━━━━━ Task data

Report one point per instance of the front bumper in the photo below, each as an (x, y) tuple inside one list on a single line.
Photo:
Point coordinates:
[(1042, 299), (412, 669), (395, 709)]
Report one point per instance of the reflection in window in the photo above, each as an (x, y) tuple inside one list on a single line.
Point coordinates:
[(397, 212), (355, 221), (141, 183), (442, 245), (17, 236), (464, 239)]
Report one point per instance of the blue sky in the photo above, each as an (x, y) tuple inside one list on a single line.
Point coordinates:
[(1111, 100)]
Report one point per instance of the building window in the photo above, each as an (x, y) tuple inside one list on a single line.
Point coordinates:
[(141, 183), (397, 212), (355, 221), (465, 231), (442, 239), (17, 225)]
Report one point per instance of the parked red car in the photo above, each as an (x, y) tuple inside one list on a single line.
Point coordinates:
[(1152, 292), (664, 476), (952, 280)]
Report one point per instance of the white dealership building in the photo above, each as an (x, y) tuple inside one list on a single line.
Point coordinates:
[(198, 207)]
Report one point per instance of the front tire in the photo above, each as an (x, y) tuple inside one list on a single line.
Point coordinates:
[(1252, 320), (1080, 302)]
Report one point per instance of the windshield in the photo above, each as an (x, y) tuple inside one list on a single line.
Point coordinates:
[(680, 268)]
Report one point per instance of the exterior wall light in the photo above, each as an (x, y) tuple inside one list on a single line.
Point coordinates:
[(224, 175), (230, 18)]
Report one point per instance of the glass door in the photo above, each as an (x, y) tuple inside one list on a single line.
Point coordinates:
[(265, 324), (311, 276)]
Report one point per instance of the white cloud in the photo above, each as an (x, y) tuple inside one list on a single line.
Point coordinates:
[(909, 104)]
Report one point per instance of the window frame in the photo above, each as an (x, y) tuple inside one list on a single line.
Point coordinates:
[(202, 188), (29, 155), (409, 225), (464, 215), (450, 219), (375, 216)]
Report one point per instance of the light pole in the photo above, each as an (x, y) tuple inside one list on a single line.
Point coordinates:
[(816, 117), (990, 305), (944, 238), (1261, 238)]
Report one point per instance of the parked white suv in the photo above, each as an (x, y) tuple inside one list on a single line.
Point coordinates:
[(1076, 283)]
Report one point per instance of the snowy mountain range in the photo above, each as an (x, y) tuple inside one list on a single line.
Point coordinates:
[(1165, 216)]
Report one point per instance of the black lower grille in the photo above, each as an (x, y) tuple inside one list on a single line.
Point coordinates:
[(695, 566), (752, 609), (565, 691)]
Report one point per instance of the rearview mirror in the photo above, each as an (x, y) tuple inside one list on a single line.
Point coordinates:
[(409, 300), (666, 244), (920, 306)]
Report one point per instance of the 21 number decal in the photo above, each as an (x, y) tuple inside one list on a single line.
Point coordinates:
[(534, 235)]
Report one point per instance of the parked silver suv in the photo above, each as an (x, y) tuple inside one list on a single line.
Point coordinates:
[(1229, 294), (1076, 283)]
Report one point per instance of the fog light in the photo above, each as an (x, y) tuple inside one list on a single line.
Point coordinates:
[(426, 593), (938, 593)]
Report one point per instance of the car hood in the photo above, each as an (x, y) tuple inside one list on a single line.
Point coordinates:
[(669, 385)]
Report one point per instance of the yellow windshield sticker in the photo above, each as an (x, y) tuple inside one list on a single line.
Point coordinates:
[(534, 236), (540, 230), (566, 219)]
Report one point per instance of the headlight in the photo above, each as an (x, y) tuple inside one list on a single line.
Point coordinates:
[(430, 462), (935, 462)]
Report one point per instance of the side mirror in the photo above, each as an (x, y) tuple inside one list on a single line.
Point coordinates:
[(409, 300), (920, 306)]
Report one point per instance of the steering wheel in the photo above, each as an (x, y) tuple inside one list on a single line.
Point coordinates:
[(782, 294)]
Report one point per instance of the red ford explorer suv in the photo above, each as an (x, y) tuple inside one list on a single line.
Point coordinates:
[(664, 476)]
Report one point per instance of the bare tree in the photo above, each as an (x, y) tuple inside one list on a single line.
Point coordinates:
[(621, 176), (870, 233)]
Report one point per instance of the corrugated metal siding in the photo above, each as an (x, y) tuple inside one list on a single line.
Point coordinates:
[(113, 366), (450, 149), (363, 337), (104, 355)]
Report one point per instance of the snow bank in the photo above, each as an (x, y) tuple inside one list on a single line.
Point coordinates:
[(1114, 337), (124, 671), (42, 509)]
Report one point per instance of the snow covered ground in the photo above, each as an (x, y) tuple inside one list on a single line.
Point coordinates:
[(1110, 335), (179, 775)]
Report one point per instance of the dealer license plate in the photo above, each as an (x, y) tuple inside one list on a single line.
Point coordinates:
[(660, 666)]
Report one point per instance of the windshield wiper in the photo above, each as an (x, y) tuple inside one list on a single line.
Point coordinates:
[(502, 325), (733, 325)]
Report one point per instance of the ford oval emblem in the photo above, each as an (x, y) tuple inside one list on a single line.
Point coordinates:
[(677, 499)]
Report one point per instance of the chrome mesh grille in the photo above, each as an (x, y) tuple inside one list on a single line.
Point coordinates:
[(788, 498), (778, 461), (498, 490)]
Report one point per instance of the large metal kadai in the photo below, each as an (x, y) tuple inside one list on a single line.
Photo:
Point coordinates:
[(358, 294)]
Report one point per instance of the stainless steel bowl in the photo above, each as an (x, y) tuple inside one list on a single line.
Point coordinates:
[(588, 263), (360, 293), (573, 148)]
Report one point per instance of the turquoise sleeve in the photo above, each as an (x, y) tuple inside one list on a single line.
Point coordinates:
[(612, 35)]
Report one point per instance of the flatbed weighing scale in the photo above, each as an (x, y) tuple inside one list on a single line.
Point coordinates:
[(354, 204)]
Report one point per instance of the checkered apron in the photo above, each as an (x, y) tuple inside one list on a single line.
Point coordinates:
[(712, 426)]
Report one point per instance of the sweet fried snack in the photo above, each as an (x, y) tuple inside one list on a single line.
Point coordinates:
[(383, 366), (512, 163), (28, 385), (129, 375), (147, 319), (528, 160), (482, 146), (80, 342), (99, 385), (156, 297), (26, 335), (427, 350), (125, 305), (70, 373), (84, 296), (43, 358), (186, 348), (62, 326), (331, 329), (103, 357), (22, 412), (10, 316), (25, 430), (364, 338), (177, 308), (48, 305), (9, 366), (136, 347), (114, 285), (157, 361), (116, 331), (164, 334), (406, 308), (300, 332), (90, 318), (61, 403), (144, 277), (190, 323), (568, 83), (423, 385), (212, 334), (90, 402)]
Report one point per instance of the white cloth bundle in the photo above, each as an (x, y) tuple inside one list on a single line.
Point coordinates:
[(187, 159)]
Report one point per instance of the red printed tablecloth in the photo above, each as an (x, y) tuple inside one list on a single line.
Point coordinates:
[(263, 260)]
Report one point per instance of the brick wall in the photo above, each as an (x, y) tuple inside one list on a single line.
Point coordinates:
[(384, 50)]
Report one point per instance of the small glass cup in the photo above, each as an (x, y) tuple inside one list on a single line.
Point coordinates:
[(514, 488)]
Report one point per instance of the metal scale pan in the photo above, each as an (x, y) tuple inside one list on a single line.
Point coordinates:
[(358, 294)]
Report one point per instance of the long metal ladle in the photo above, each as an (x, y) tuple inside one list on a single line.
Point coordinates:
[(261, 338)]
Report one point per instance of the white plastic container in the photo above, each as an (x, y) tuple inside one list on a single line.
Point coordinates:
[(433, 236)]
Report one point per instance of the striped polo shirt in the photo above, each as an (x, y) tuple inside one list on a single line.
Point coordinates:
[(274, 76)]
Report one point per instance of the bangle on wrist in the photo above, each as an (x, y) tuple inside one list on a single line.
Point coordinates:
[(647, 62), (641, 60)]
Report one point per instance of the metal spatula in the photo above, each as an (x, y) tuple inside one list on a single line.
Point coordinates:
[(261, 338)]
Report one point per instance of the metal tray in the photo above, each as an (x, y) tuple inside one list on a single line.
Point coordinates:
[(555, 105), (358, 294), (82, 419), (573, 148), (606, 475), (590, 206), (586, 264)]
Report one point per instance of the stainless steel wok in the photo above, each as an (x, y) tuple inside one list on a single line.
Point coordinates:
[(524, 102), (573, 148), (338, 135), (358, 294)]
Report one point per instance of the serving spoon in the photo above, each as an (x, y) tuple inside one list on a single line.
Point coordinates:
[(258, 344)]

━━━━━━━━━━

Lines in the data that hold "front" must be located and copied.

■ Answer area ■
Report one point per instance of the front bumper in the photo below, each as an (x, y) tuple inside one list on a single line.
Report one point per instance of the front tire in the photo above, each as an (x, y) tuple inside one list on a single line.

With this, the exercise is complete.